Given instruction: Rewrite the material below as a JSON list of strings, one string per line, with blank lines left out.

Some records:

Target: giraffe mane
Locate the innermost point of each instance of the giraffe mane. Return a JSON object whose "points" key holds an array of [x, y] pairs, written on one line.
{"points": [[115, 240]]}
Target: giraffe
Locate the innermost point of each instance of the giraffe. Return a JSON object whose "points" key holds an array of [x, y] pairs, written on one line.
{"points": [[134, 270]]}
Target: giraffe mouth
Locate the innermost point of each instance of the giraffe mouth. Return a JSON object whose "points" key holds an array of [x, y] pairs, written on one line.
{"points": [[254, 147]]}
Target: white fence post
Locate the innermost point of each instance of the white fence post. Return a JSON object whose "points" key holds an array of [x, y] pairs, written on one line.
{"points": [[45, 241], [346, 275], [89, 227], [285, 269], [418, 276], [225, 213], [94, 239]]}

Exercise output:
[
  "Target: giraffe mane",
  "Locate the innermost point of each instance of the giraffe mane. Return a JSON object whose \"points\" key holds an array of [x, y] pairs, written on one line.",
  "{\"points\": [[115, 240]]}",
  "Target: giraffe",
  "Locate the innermost point of each instance of the giraffe. Return a JSON object whose \"points\" key holds an array of [x, y] pairs, written on one line.",
  "{\"points\": [[134, 270]]}",
  "Target: giraffe mouth",
  "Locate the innermost point of each instance of the giraffe mouth. Return a JSON object whose \"points\" key holds an array of [x, y] pairs, written on one line.",
  "{\"points\": [[254, 147]]}",
  "Target: white fence post",
  "Locate the innermost point of each instance of the white fence post. Return a JSON object whose \"points\" key holds an array of [x, y] pairs, written on one line.",
  "{\"points\": [[45, 241], [346, 275], [89, 227], [285, 269], [418, 276], [225, 213], [94, 239]]}"
]